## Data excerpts

▼▼▼

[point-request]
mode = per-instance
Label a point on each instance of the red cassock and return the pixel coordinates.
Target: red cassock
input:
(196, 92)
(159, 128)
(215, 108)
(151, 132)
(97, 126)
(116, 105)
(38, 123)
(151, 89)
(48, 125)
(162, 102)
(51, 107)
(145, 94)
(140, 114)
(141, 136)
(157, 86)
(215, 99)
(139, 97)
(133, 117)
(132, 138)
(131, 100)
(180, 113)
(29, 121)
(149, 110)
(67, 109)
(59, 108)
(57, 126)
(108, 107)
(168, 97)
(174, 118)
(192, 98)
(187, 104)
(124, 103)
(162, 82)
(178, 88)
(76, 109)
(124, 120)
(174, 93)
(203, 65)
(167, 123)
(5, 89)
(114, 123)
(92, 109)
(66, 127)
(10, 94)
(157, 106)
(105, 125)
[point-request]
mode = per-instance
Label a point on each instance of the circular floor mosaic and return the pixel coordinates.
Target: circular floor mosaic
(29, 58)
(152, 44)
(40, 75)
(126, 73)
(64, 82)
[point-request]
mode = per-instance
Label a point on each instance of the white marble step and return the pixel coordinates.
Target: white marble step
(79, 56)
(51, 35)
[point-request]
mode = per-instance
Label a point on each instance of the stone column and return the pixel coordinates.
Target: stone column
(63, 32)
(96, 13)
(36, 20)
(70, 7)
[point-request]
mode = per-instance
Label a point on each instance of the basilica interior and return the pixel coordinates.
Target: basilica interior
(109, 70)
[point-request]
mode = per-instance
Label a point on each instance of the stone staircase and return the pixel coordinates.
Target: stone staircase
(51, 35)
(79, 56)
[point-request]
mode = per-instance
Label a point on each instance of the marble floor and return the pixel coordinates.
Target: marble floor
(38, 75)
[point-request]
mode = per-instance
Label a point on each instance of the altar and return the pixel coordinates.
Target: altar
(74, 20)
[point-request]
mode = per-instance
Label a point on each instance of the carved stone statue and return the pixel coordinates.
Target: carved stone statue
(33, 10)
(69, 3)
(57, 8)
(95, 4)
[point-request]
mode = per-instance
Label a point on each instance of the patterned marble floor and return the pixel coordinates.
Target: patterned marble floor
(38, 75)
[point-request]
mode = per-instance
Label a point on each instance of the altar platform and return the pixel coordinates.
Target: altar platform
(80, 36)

▲▲▲

## Task requirements
If a line above holds the string "cassock", copy it out.

## Solution to this exercise
Label a point on each instance of the red cassock and return the pixel coordinates.
Target: red cassock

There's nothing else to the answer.